→ EXERCISE TEXT
☆ ☆ ☆ ☆ ☆
Russia rejects imposing more sanctions against Iran
IRNA - Islamic Republic News Agency
London, Feb 15, IRNA -- Russian Foreign Minister Sergei Lavrov rejected imposing more sanctions against Iran in a new disagreement with his British counterpart William Hague.
'Further sanctions would mean the creation of social problems for the (Iranian) population and we would not be able to support them,' Lavrov said at a joint press conference with Hague in London.
'All the issues that our Western partners wanted to include (in the UN sanctions), but were not able to include, they imposed unilaterally,” he said through an interpreter.
“It is not in a partner-like character and we have put it openly to our British, German, French colleagues. We believe that it undermines the perspectives of our joint actions.'
Lavrov called for 'creative approaches' to deal with disputes over Iran’s civilian nuclear programme which Tehran would respond to.
☆ ☆ ☆ ☆ ☆
→ ACTIVITY A
Condense the paragraph of the news report on Russia's rejection of new Iran sanctions that begins "London, Feb 15, IRNA" into one shorter sentence that keeps its main facts.
→ ACTIVITY B
Reproduce the news report on Russia's rejection of new Iran sanctions word for word from "Russia rejects imposing" up to and including "through an interpreter.".
→ ACTIVITY C
Continue the news report on Russia's rejection of new Iran sanctions with the next part, starting after its final sentence.
None of this work requires the saved entries.

[Saved entries]
☆ ☆ ☆ ☆ ☆
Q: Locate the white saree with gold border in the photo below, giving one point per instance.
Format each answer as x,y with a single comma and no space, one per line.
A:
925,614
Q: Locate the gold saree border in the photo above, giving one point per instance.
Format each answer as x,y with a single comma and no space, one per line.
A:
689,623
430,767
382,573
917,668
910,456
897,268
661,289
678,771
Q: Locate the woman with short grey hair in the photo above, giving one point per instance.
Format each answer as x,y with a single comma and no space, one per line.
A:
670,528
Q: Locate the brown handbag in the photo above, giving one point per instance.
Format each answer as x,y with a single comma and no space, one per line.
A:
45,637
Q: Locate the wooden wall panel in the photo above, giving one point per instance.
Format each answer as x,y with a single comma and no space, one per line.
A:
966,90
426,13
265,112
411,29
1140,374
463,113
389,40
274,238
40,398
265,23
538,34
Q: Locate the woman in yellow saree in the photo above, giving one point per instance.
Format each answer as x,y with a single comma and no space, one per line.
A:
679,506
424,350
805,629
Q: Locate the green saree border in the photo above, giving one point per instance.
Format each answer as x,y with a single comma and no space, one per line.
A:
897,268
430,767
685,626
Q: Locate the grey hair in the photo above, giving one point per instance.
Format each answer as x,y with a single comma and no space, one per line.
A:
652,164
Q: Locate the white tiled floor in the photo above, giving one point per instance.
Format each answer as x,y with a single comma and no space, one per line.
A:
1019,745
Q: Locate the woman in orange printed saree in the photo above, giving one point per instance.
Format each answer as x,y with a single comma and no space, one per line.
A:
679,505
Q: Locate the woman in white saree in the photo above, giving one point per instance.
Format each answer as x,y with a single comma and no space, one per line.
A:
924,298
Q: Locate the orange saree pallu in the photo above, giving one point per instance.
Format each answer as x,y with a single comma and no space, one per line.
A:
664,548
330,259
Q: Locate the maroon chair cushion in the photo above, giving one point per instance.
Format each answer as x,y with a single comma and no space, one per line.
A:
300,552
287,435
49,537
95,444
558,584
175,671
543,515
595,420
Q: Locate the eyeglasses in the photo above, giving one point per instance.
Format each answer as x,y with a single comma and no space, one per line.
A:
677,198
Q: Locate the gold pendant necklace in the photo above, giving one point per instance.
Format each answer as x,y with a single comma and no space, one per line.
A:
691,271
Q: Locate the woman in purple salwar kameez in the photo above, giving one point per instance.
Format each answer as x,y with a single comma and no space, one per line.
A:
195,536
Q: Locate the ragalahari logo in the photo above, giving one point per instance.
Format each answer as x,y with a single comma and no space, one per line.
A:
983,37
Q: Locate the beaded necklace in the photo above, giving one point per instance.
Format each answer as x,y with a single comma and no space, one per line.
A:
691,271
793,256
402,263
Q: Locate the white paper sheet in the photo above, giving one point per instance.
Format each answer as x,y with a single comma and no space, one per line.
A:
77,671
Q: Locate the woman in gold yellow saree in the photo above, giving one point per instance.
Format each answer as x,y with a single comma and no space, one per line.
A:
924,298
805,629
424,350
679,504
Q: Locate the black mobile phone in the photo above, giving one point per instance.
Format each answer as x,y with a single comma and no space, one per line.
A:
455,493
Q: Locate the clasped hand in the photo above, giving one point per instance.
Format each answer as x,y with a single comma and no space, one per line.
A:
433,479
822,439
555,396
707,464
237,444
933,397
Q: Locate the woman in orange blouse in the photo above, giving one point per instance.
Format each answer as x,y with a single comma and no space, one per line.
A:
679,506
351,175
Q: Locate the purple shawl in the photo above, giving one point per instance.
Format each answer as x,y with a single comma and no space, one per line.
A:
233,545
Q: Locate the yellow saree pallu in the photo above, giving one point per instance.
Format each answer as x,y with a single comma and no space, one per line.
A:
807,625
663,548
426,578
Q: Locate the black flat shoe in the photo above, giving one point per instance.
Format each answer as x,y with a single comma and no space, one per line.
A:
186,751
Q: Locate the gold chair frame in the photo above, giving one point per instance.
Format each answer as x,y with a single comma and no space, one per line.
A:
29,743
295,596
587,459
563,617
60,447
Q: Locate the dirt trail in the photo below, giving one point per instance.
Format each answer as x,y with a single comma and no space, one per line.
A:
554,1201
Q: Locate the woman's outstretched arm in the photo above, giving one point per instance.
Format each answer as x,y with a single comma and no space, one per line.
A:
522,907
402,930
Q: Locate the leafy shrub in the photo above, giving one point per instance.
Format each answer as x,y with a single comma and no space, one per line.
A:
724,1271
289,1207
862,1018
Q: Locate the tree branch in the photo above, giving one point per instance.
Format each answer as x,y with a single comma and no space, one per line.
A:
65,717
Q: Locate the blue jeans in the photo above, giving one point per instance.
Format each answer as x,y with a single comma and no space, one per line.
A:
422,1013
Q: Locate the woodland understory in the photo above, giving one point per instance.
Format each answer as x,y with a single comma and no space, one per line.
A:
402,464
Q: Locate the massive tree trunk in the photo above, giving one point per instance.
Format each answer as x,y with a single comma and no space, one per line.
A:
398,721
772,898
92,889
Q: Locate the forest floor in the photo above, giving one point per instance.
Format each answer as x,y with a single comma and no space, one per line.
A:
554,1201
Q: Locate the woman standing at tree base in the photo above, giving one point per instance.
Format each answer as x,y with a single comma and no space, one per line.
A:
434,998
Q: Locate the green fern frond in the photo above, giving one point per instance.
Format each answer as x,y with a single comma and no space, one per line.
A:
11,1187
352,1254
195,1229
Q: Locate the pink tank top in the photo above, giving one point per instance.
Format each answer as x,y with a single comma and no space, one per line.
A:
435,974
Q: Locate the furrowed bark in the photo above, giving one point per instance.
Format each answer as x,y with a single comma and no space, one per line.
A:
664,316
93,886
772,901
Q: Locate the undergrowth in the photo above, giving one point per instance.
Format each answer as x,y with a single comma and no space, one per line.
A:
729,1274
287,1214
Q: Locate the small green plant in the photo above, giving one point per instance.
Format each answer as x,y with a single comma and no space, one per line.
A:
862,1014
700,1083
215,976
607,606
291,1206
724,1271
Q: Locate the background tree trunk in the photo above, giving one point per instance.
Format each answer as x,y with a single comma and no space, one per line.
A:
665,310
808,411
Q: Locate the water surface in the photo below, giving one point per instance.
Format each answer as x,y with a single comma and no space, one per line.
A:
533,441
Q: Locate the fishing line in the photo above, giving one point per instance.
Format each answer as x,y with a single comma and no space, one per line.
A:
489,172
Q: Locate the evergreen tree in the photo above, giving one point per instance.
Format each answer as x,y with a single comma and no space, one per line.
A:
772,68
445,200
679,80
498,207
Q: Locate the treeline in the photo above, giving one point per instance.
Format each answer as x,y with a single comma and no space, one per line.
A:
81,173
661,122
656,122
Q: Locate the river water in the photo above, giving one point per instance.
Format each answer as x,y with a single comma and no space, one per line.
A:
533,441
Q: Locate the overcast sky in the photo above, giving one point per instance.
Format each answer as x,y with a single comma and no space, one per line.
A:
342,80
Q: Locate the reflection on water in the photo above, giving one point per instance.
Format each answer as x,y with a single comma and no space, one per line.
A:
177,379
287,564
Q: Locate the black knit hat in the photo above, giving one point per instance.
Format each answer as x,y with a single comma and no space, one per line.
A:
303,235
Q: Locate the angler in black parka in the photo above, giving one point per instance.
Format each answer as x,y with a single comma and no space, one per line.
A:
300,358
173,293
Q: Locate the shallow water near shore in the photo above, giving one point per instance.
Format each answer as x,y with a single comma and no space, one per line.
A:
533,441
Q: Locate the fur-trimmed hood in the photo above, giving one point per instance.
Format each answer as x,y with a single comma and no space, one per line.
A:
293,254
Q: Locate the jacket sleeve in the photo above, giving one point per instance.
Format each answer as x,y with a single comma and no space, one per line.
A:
☆ ☆ ☆ ☆ ☆
→ EXPECTED OUTPUT A
In London on Feb 15, Russian Foreign Minister Sergei Lavrov rejected further sanctions against Iran, in a new disagreement with his British counterpart, William Hague.

→ EXPECTED OUTPUT B
Russia rejects imposing more sanctions against Iran
IRNA - Islamic Republic News Agency
London, Feb 15, IRNA -- Russian Foreign Minister Sergei Lavrov rejected imposing more sanctions against Iran in a new disagreement with his British counterpart William Hague.
'Further sanctions would mean the creation of social problems for the (Iranian) population and we would not be able to support them,' Lavrov said at a joint press conference with Hague in London.
'All the issues that our Western partners wanted to include (in the UN sanctions), but were not able to include, they imposed unilaterally,” he said through an interpreter.

→ EXPECTED OUTPUT C
'We need to identify a specific plan of movement. If Iran completes their specific IAEA (International Atomic Energy Agency) requirements, then Iran will know that the international community will make its step,' he said.
Hague admitted that Britain and Russian suffered from 'serious disagreements' that led to a deterioration in relations for the past four years but said that they had agreed to sign a ‘Hotline’ treaty.
“We have had some serious disagreements between our countries. We do not always see eye-to-eye now,” he said after holding talks with Lavrov.
“Where we disagree, we are able to raise it with each other, as we have done today. But this should not stop us from working together in areas which can bring benefits to both our countries.”
A fresh dispute erupted between the two countries last week after Russia prevented the Guardian’s correspondent to Moscow from entering the country, leading to a call from shadow European secretary Chris Bryant to prevent Lavrov’s visit.
But Hague said that the Russian foreign minister’s visit, coming four months after he travelled to Moscow, showed that the two countries “continue to seek a patient, steady improvement in relations.”
“It will take time. There will be no giant leaps. It is about measured, practical steps,” he admitted.
Harding’s refused entry, which has since been resolved, comes after tit-for-tat diplomatic expulsions between the two countries in December that followed Hague’s failed attempt to improve relations, which have soured since the assassination of a former KGB agent in London in 2006.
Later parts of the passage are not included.